### [Required work]
Pull out every line below that contains the word "pair".

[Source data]
- - - - - - -

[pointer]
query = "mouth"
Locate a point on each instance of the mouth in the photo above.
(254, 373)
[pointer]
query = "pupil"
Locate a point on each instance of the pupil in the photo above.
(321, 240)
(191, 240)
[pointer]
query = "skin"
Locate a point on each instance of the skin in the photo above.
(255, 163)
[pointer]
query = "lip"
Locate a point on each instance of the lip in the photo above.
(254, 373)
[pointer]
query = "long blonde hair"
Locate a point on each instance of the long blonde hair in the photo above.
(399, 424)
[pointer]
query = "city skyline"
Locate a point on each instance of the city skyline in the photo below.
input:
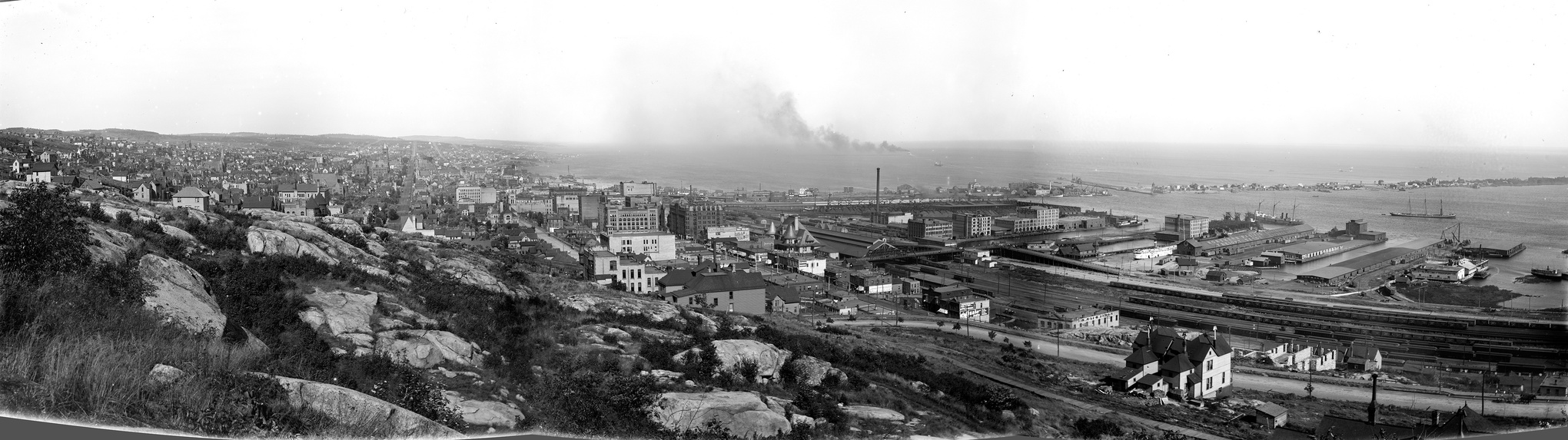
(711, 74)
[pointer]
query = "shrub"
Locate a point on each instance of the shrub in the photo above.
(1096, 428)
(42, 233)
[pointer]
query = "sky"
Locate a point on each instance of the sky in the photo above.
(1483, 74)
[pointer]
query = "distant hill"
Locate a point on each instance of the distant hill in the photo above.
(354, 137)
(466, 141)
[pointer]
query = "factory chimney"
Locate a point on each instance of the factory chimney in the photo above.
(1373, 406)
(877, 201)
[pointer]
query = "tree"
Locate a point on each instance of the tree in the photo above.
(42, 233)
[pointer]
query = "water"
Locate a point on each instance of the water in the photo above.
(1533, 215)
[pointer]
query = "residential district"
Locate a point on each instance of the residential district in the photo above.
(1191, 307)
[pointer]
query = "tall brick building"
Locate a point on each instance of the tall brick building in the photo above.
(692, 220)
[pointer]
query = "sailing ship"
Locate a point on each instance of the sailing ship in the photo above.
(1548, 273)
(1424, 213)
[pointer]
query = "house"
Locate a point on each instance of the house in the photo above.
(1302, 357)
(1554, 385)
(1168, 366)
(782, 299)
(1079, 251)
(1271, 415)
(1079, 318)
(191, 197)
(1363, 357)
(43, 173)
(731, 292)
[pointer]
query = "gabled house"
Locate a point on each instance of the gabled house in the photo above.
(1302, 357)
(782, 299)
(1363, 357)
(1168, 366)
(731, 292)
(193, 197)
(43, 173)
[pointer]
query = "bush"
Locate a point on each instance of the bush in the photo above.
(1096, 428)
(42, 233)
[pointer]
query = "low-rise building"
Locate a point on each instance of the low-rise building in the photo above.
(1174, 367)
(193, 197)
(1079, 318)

- - - - - - -

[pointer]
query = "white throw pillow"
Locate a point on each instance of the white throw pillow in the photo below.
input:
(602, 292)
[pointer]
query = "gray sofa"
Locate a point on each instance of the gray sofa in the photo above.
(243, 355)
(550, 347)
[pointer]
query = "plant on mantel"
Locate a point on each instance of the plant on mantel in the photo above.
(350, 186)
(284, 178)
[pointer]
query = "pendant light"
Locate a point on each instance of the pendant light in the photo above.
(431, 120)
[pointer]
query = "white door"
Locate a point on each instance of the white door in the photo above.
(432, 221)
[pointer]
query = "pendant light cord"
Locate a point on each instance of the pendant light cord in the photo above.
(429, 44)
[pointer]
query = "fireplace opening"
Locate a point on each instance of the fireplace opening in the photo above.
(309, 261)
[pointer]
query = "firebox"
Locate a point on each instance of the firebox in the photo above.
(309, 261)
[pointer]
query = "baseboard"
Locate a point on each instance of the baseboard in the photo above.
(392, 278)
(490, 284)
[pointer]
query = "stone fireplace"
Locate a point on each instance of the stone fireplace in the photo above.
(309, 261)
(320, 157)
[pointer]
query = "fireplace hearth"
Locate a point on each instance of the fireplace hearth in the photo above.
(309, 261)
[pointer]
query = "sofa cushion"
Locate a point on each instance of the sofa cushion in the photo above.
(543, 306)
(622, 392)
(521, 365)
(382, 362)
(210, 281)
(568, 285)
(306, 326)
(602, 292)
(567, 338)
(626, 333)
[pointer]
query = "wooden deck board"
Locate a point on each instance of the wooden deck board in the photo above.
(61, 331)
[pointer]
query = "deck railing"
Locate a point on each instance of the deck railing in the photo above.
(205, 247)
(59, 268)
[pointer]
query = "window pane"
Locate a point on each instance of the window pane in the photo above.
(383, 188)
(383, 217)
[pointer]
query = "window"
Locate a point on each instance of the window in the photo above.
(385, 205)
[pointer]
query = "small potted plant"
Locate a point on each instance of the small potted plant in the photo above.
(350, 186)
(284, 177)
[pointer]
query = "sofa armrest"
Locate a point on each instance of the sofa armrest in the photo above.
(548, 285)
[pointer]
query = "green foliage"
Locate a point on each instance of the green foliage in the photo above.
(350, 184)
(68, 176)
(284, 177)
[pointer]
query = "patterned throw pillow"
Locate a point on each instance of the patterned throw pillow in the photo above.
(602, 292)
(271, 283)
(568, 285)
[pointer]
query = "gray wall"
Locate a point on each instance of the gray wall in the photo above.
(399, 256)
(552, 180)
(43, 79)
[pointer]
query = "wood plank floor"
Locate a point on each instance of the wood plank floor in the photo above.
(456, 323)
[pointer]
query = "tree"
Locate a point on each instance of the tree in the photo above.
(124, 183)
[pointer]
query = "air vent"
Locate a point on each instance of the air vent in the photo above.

- - - - - - -

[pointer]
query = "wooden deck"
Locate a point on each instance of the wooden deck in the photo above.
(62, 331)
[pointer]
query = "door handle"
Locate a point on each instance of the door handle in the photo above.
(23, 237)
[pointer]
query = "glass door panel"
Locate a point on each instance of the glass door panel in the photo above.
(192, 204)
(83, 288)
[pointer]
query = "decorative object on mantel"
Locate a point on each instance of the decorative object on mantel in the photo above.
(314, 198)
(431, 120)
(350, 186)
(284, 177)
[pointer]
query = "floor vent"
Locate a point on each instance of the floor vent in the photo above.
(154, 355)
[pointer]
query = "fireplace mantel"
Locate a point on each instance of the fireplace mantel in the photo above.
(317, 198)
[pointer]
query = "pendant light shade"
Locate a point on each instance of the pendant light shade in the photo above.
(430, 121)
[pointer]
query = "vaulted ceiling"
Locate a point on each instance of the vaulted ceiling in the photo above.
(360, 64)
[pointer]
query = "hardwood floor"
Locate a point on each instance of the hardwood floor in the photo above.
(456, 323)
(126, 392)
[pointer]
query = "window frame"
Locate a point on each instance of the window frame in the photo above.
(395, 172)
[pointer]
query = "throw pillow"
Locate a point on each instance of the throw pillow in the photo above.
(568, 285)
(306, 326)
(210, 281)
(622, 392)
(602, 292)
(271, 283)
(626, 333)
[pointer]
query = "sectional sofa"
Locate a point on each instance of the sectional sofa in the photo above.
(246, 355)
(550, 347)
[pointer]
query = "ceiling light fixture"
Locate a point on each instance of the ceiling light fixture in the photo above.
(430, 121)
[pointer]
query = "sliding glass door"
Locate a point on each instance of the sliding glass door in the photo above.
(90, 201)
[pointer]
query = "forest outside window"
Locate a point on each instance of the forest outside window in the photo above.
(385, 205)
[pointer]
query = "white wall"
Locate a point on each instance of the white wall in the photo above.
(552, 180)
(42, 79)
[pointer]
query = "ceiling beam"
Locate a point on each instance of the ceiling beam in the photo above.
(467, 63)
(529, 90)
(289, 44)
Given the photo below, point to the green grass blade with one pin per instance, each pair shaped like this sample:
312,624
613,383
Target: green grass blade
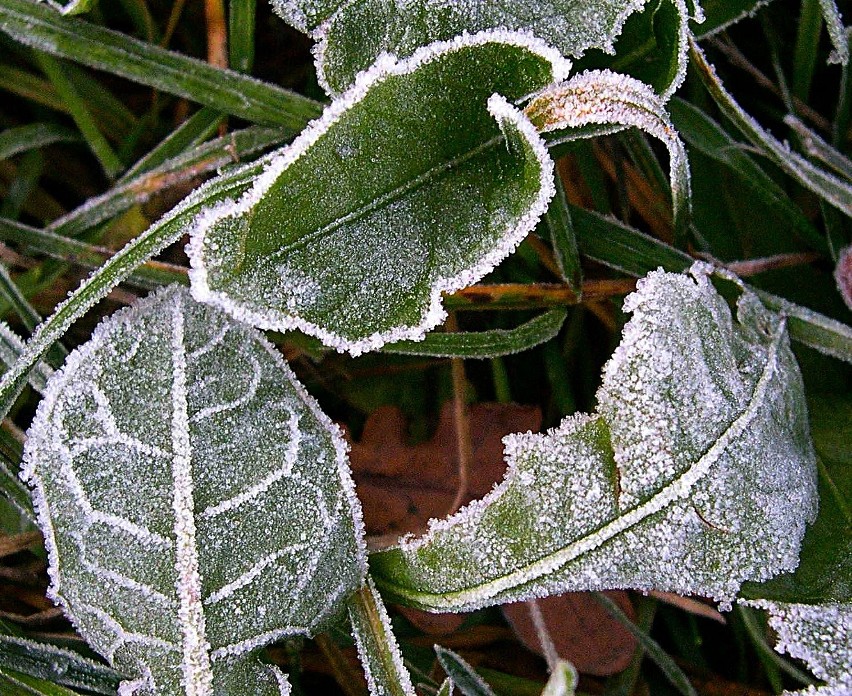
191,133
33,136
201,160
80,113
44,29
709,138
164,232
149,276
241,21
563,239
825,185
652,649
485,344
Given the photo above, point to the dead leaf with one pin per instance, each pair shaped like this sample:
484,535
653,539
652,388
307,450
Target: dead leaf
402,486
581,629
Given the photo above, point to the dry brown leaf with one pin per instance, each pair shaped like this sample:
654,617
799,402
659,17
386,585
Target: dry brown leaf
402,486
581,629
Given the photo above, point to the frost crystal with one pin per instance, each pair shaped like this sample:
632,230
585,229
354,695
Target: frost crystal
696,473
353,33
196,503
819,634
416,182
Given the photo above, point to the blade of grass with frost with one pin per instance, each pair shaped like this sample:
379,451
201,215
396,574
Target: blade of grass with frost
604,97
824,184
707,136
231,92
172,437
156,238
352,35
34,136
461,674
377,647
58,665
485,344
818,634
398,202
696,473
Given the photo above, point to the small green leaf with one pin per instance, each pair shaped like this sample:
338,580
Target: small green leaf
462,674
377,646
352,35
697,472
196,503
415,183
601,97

- - - - - - -

### [Answer box]
Given the photo below, point to the green grass blade with one pin per instance, each pair shaped like this sample:
Given the photo above, point to the dead leaf with one pin per instance, each pair shaped like this sample:
Given the photo above, point to the dry brown leaf with one pin per instance, each pair shaped like this sample:
Given the photo above, point to the frost crystal with one pin per instance, each pair shaped like this sample:
Given the photo above, point to the blade of grass with frost with one pin per instance, each pair shaped like this sample:
Given the photo above, point to the small green leaf with one pin per instance, each pair shaped like this sample:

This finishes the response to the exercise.